> **TESTO FORNITO**
****************

A partire da questo momento, Lorenzo si trova coinvolto come un personaggio hitchcockiano in un complicatissimo intrigo internazionale. Mette, militante dell’organizzazione – definita dai media e dalle autorità inquirenti "ecoterrorista" – Stopwatch (Green Peace?), gli rivela che Ndionge era un cardinale senegalese, morto poco tempo prima di Aids. Dopo aver saputo di essere ammalato, il religioso ha avuto una crisi di coscienza che lo ha spinto a scrivere un memoriale, affidato in custodia al padre di Lorenzo. Si tratta di un durissimo atto di accusa contro la politica della Chiesa cattolica in materia di contraccezione. Sono carte dal valore esplosivo perché scritte da un cardinale cattolico, sempre ligio ai dettami delle gerarchie vaticane, su cui vorrebbero mettere le mani varie organizzazioni e persone, come la Chiesa, che ne vorrebbe insabbiare il contenuto, o come Stopwatch, che vorrebbe renderlo pubblico.

****************

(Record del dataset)
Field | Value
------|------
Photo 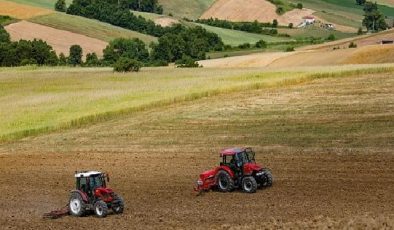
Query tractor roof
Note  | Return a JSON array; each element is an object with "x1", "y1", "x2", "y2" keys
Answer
[
  {"x1": 75, "y1": 171, "x2": 102, "y2": 177},
  {"x1": 220, "y1": 148, "x2": 245, "y2": 157}
]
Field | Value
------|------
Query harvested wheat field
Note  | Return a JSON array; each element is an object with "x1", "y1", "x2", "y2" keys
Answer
[
  {"x1": 198, "y1": 52, "x2": 293, "y2": 68},
  {"x1": 0, "y1": 0, "x2": 53, "y2": 19},
  {"x1": 0, "y1": 68, "x2": 394, "y2": 229},
  {"x1": 201, "y1": 0, "x2": 314, "y2": 25},
  {"x1": 5, "y1": 21, "x2": 107, "y2": 56}
]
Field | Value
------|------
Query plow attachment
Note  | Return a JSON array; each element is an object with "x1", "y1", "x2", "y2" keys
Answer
[{"x1": 43, "y1": 205, "x2": 69, "y2": 219}]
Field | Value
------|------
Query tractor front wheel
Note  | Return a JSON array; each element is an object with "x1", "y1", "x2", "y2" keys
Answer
[
  {"x1": 94, "y1": 200, "x2": 108, "y2": 218},
  {"x1": 216, "y1": 170, "x2": 234, "y2": 192},
  {"x1": 68, "y1": 192, "x2": 86, "y2": 216},
  {"x1": 242, "y1": 176, "x2": 257, "y2": 193},
  {"x1": 112, "y1": 195, "x2": 124, "y2": 214},
  {"x1": 262, "y1": 169, "x2": 274, "y2": 187}
]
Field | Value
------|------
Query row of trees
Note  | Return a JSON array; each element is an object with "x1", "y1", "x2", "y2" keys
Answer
[
  {"x1": 66, "y1": 0, "x2": 167, "y2": 37},
  {"x1": 196, "y1": 18, "x2": 278, "y2": 34}
]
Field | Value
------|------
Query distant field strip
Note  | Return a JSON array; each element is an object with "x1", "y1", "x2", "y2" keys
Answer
[
  {"x1": 0, "y1": 65, "x2": 394, "y2": 141},
  {"x1": 0, "y1": 0, "x2": 53, "y2": 19},
  {"x1": 8, "y1": 0, "x2": 73, "y2": 9},
  {"x1": 29, "y1": 13, "x2": 157, "y2": 44},
  {"x1": 5, "y1": 21, "x2": 107, "y2": 56}
]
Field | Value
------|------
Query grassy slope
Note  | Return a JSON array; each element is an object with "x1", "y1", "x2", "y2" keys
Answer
[
  {"x1": 7, "y1": 0, "x2": 72, "y2": 9},
  {"x1": 159, "y1": 0, "x2": 215, "y2": 19},
  {"x1": 0, "y1": 65, "x2": 394, "y2": 140},
  {"x1": 193, "y1": 23, "x2": 292, "y2": 45},
  {"x1": 29, "y1": 13, "x2": 156, "y2": 44}
]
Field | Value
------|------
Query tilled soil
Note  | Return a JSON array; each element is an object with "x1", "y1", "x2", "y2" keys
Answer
[{"x1": 0, "y1": 74, "x2": 394, "y2": 229}]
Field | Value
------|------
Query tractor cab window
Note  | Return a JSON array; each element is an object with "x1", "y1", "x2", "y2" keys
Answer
[
  {"x1": 77, "y1": 177, "x2": 88, "y2": 192},
  {"x1": 89, "y1": 175, "x2": 105, "y2": 189}
]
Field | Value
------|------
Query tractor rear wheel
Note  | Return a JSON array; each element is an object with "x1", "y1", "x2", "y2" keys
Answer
[
  {"x1": 68, "y1": 192, "x2": 86, "y2": 216},
  {"x1": 242, "y1": 176, "x2": 257, "y2": 193},
  {"x1": 216, "y1": 170, "x2": 234, "y2": 192},
  {"x1": 94, "y1": 200, "x2": 108, "y2": 218},
  {"x1": 112, "y1": 194, "x2": 124, "y2": 214}
]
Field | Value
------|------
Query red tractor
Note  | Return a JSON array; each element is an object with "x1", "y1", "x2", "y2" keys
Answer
[
  {"x1": 68, "y1": 171, "x2": 124, "y2": 218},
  {"x1": 195, "y1": 148, "x2": 273, "y2": 193}
]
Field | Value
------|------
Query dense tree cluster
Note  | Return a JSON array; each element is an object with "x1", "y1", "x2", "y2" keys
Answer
[
  {"x1": 196, "y1": 18, "x2": 278, "y2": 35},
  {"x1": 0, "y1": 26, "x2": 58, "y2": 66},
  {"x1": 67, "y1": 0, "x2": 166, "y2": 37},
  {"x1": 114, "y1": 0, "x2": 163, "y2": 14},
  {"x1": 363, "y1": 1, "x2": 388, "y2": 31}
]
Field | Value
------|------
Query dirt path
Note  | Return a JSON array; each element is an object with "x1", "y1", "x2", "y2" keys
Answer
[
  {"x1": 5, "y1": 21, "x2": 107, "y2": 56},
  {"x1": 0, "y1": 74, "x2": 394, "y2": 229}
]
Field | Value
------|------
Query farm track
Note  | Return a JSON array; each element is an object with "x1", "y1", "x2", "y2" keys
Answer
[{"x1": 0, "y1": 74, "x2": 394, "y2": 229}]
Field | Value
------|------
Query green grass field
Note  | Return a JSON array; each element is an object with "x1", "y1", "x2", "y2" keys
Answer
[
  {"x1": 29, "y1": 13, "x2": 157, "y2": 44},
  {"x1": 192, "y1": 23, "x2": 293, "y2": 46},
  {"x1": 159, "y1": 0, "x2": 215, "y2": 19},
  {"x1": 7, "y1": 0, "x2": 73, "y2": 10},
  {"x1": 0, "y1": 65, "x2": 394, "y2": 141}
]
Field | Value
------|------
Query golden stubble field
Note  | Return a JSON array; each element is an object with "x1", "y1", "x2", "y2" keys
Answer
[{"x1": 0, "y1": 73, "x2": 394, "y2": 229}]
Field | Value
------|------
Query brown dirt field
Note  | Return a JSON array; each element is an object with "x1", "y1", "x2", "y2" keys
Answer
[
  {"x1": 201, "y1": 0, "x2": 314, "y2": 25},
  {"x1": 5, "y1": 21, "x2": 108, "y2": 56},
  {"x1": 0, "y1": 74, "x2": 394, "y2": 229},
  {"x1": 298, "y1": 29, "x2": 394, "y2": 50},
  {"x1": 343, "y1": 45, "x2": 394, "y2": 64},
  {"x1": 0, "y1": 0, "x2": 53, "y2": 19}
]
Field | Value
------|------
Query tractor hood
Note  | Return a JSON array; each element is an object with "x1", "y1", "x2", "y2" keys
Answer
[{"x1": 244, "y1": 163, "x2": 262, "y2": 174}]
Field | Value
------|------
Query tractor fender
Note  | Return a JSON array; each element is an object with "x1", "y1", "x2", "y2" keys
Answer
[
  {"x1": 216, "y1": 165, "x2": 235, "y2": 178},
  {"x1": 70, "y1": 190, "x2": 89, "y2": 203}
]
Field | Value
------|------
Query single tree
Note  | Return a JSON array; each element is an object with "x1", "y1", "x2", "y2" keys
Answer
[
  {"x1": 68, "y1": 45, "x2": 82, "y2": 66},
  {"x1": 55, "y1": 0, "x2": 67, "y2": 12},
  {"x1": 363, "y1": 1, "x2": 387, "y2": 31}
]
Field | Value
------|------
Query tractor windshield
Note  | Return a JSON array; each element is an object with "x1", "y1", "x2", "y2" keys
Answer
[{"x1": 90, "y1": 175, "x2": 105, "y2": 188}]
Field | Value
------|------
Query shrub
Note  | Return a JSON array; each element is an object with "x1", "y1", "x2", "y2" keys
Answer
[
  {"x1": 238, "y1": 43, "x2": 250, "y2": 49},
  {"x1": 327, "y1": 34, "x2": 336, "y2": 41},
  {"x1": 68, "y1": 45, "x2": 82, "y2": 66},
  {"x1": 349, "y1": 42, "x2": 357, "y2": 48},
  {"x1": 55, "y1": 0, "x2": 67, "y2": 12},
  {"x1": 286, "y1": 46, "x2": 294, "y2": 52},
  {"x1": 175, "y1": 55, "x2": 200, "y2": 68},
  {"x1": 114, "y1": 57, "x2": 142, "y2": 72},
  {"x1": 255, "y1": 40, "x2": 267, "y2": 49}
]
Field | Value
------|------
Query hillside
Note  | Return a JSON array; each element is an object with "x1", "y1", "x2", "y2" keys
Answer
[
  {"x1": 5, "y1": 21, "x2": 107, "y2": 56},
  {"x1": 159, "y1": 0, "x2": 215, "y2": 20},
  {"x1": 201, "y1": 0, "x2": 314, "y2": 25},
  {"x1": 29, "y1": 13, "x2": 157, "y2": 44}
]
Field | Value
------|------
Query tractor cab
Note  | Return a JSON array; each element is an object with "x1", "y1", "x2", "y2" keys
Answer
[
  {"x1": 220, "y1": 148, "x2": 256, "y2": 172},
  {"x1": 75, "y1": 171, "x2": 109, "y2": 197}
]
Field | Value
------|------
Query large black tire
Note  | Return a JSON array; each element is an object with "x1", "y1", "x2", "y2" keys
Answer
[
  {"x1": 112, "y1": 194, "x2": 124, "y2": 214},
  {"x1": 242, "y1": 176, "x2": 257, "y2": 193},
  {"x1": 94, "y1": 200, "x2": 108, "y2": 218},
  {"x1": 216, "y1": 170, "x2": 234, "y2": 192},
  {"x1": 262, "y1": 169, "x2": 274, "y2": 187},
  {"x1": 68, "y1": 192, "x2": 86, "y2": 217}
]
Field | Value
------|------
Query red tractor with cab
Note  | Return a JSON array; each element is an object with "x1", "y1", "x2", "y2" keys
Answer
[
  {"x1": 68, "y1": 171, "x2": 124, "y2": 218},
  {"x1": 195, "y1": 148, "x2": 273, "y2": 193}
]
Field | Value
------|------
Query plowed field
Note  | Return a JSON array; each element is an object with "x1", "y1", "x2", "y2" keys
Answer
[{"x1": 0, "y1": 74, "x2": 394, "y2": 229}]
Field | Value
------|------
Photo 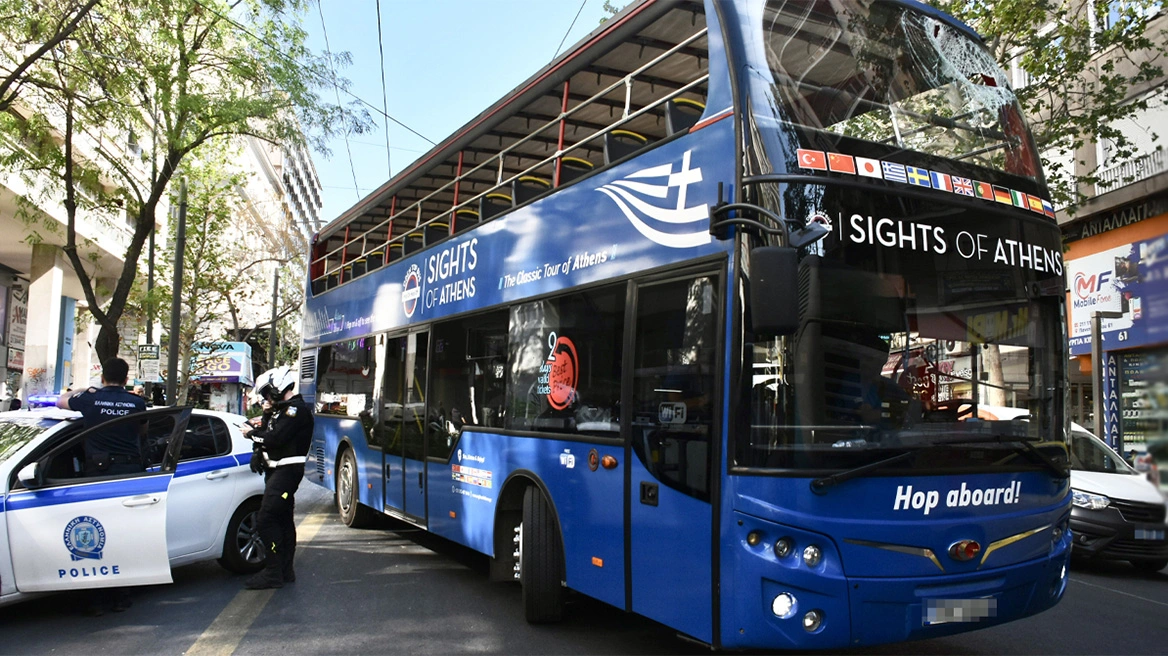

****************

> **COMPITO 1**
Riassumi in due frasi il testo sul memoriale del cardinale Ndionge.
> **COMPITO 2**
Prosegui il testo sul memoriale del cardinale Ndionge partendo subito dopo la sua ultima frase.

> **RISULTATO ATTESO 1**
Lorenzo viene a sapere da Mette, militante di Stopwatch, che Ndionge era un cardinale senegalese morto di Aids, il quale, dopo aver scoperto la malattia, aveva scritto un memoriale affidato al padre di Lorenzo. Il documento è un durissimo atto d'accusa contro la politica della Chiesa cattolica sulla contraccezione, e per questo la Chiesa vorrebbe insabbiarlo mentre Stopwatch vorrebbe renderlo pubblico.

> **RISULTATO ATTESO 2**
Dopo una certa riluttanza, secondo tradizione del genere, Lorenzo si schiera dalla parte dei "buoni", nonostante i pressanti inviti del fratello, che per ragioni di opportunità politica ha restituito alla Chiesa una copia dello scritto. Ne esiste, infatti, un’altra, custodita in un luogo segreto, il cui nome può essere ricavato solo risolvendo la soluzione di un rebus (in verità tutt’altro che difficile)…

Memoriale nascosto, servizi segreti, uomo capitato per caso nel mezzo di una vicenda più grande di lui, morti misteriose, rebus, indizi sparsi da decrittare sono tutti elementi che fanno pensare alla narrativa enigmistica alla Dan Brown, a una sorta di “Codice De Carlo”, come qualcuno ha scritto. Ma con questo libro lo scrittore milanese punta a un risultato più ambizioso: piegare il format del thriller liberal al racconto di costume.

Al di là della trama complottistica, sostanzialmente ben gestita, anche se piuttosto convenzionale, lo sguardo di De Carlo si ferma a lungo sui rituali della Roma delle auto blu e su un modo di far politica – sempre piegato alle logiche e agli interessi di questa o quella consorteria – consunstanziato alla classe dirigente italiana, tanto da apparire agli occhi dello scrittore un elemento di continuità tra il governo Berlusconi e quello dell’Ulivo.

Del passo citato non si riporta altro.